Problem to solve:
Render the records as a JSON list of strings, one string per line with blank lines left out, starting at the line that contains "Query: woman in pink uniform" and ending at the final line of the records.

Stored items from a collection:
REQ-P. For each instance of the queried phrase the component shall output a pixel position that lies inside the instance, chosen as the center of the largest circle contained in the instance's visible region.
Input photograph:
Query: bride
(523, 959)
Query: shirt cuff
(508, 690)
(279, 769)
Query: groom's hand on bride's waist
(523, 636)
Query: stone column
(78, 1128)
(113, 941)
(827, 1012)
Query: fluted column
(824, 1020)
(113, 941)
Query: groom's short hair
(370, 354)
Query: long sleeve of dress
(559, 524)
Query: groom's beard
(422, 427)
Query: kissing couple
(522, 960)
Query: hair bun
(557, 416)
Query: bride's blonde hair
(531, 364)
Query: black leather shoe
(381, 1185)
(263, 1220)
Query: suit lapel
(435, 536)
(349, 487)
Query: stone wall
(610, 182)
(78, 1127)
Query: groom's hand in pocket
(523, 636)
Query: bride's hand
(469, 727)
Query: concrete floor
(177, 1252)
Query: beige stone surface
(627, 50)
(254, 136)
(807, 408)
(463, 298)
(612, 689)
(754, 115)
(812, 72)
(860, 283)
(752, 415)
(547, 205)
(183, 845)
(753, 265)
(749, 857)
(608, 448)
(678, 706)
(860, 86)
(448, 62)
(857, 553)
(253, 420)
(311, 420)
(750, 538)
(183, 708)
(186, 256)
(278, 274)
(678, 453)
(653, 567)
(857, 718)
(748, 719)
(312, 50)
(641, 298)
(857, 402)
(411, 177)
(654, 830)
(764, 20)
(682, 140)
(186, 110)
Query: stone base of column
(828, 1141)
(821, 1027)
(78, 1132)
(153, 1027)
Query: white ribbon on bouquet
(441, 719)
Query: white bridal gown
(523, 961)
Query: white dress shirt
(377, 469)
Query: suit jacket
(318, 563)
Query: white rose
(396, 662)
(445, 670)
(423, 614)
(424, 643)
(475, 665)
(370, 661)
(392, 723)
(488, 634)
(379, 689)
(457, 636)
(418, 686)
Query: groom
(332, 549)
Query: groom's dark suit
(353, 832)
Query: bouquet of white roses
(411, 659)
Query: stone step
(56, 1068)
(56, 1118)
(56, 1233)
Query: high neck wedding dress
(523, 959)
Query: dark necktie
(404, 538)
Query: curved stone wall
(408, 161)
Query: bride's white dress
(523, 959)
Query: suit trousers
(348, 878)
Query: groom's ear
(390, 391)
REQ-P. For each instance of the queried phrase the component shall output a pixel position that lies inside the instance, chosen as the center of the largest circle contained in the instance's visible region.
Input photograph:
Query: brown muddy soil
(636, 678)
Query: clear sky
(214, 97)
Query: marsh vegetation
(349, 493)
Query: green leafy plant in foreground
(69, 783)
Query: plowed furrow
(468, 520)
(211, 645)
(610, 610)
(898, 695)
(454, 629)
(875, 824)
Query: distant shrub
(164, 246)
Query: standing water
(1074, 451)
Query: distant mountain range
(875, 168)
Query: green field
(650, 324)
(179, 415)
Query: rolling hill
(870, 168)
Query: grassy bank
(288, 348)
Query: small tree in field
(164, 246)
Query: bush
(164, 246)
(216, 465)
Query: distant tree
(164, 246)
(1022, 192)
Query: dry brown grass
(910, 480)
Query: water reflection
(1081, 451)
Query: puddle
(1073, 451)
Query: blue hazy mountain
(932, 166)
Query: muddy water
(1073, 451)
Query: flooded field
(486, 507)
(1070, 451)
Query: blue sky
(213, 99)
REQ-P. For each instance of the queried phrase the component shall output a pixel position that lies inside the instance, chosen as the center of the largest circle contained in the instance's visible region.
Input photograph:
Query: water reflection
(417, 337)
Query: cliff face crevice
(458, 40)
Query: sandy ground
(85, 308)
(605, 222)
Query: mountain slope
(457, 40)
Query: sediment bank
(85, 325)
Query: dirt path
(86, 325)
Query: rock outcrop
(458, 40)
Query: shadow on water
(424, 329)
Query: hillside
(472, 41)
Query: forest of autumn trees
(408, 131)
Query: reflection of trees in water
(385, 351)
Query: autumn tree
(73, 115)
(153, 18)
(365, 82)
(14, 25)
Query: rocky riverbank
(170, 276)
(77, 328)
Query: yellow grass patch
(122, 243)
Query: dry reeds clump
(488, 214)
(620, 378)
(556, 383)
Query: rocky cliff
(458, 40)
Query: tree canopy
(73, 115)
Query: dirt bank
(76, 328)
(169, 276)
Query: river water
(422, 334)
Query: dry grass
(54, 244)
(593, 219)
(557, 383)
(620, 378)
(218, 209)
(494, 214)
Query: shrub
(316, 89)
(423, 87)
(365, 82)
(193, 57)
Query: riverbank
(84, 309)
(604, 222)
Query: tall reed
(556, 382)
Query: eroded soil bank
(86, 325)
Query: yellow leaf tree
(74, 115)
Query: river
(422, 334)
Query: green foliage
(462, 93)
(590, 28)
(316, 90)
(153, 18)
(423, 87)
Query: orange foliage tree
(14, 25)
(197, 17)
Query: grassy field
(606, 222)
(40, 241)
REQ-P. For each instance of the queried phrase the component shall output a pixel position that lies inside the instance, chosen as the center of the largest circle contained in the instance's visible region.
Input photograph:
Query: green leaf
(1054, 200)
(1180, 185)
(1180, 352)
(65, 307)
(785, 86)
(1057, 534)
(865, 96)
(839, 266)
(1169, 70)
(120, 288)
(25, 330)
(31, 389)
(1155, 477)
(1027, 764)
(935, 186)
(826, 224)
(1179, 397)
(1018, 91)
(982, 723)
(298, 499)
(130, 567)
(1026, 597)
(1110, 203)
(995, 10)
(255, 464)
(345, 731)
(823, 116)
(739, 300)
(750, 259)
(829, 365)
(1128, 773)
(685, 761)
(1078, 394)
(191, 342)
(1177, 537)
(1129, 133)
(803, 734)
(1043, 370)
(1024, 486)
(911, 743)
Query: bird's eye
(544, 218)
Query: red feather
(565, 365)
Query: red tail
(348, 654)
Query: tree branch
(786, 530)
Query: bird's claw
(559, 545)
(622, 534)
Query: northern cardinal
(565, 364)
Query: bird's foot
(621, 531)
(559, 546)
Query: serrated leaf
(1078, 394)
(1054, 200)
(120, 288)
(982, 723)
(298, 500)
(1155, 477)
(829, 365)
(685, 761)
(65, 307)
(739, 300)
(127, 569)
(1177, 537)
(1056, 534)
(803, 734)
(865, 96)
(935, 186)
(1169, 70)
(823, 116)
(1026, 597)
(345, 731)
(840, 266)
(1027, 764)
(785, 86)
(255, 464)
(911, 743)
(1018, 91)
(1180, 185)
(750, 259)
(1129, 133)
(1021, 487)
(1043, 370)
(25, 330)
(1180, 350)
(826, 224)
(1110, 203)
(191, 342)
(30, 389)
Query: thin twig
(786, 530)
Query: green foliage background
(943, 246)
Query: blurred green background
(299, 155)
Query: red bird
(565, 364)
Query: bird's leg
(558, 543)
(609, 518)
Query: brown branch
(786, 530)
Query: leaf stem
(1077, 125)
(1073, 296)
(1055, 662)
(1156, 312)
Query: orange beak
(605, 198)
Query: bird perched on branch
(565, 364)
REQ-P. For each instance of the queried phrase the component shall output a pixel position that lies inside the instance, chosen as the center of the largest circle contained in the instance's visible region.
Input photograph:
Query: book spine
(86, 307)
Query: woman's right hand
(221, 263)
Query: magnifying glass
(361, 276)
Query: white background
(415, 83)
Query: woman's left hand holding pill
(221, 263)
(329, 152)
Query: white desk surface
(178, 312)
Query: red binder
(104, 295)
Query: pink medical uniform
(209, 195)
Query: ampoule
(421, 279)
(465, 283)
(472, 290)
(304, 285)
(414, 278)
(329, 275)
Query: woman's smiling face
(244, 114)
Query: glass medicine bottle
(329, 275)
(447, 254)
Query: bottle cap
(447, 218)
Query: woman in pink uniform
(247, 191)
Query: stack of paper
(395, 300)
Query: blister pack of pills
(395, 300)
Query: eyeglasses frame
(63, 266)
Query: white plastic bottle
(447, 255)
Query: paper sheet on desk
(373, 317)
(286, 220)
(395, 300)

Expected answer:
[
  "Query: woman in pink uniform",
  "(247, 191)",
  "Query: stack of paper",
  "(395, 300)",
  "Query: blister pack of pills",
  "(395, 300)",
  "Query: eyeglasses frame",
  "(63, 266)",
  "Query: white plastic bottle",
  "(447, 255)",
  "Query: paper sheet on desk",
  "(373, 317)",
  "(286, 220)",
  "(395, 300)"
]